# READING PASSAGE
"""
Last year Stuart Armstrong announced a contest to come up with the best questions to ask an Oracle AI. Wei Dai wrote,
Submission. For the counterfactual Oracle, ask the Oracle to predict the n best posts on AF during some future time period (counterfactually if we didn’t see the Oracle’s answer).
He later related his answer to Paul Christiano's posts on Human-in-the-counterfactual-loop and Elaborations on apprenticeship learning. Here I'm interested in concrete things that can be expected to go wrong in the near future if we gave GPT-N this task.
To provide a specific example, suppose we provided the prompt,
This is the first post in an Alignment Forum sequence explaining the approaches both MIRI and OpenAI staff believe are the most promising means of auditing the cognition of very complex machine learning models.
"""
# GIVEN RECORDS
"""
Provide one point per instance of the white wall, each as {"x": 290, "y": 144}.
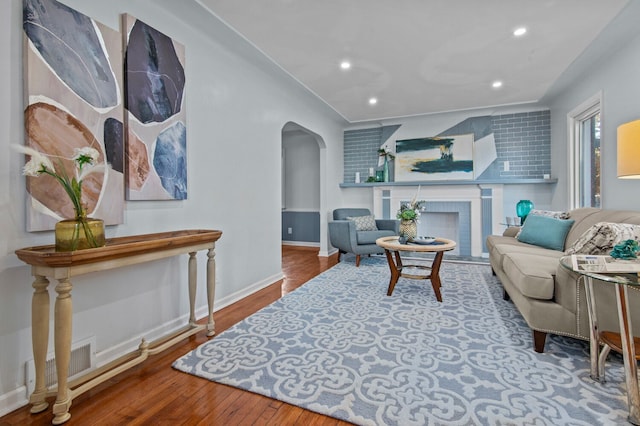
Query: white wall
{"x": 237, "y": 105}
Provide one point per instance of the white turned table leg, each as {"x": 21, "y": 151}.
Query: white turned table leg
{"x": 211, "y": 289}
{"x": 193, "y": 283}
{"x": 40, "y": 340}
{"x": 62, "y": 335}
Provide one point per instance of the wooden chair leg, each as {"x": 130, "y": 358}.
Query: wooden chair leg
{"x": 539, "y": 338}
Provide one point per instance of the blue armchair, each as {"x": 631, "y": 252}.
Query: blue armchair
{"x": 344, "y": 236}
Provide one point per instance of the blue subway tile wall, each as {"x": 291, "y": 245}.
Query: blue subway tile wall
{"x": 361, "y": 150}
{"x": 522, "y": 139}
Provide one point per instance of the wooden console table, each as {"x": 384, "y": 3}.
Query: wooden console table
"""
# WHAT THIS EXERCISE ASKS
A: In the post on questions for an Oracle AI, what did Wei Dai's submission ask the counterfactual Oracle to predict?
B: Continue the post on questions for an Oracle AI, starting right after its last sentence.

# RESPONSES FOR EACH TASK
A: The n best posts on AF during some future time period.

B:
If by assumption, GPT-N is at least as good as a human expert team at generating blog posts, we could presumably expect this GPT-N to produce a very high quality post explaining how to inspect machine learning models. We would therefore have a way of to automate alignment research at a high level. But a number of important questions remain, such as,
- How large would GPT-N need to be before it started producing answers comparable to a human expert team, and
- Given the size of the model, what high-level incentives should we expect to guide the training of the model? In other words, what mesa optimization-like instantiations can we expect to result from training, exactly, and
- Is there a clear and unambiguous danger that the model would be manipulative? If so, why?
- Is the threat model more that we don't know what we don't know, or that we have a specific reason to believe the model would be manipulative in a particular direction?
The mesa-objective could be perfectly aligned with the base-objective (predicting the next token) and still have terrible unintended consequences, because the base-objective is unaligned with actual human values. A superintelligent GPT-N which simply wants to predict the next token could, for example, try to break out of the box in order to obtain more resources and use those resources to more correctly output the next token. This would have to happen during a single inference step, because GPT-N really just wants to predict the next token, but it's mesa-optimization process may conclude that world domination is the best way of doing so. Whether such system could be learned through current gradient-descent optimizers is unclear to me.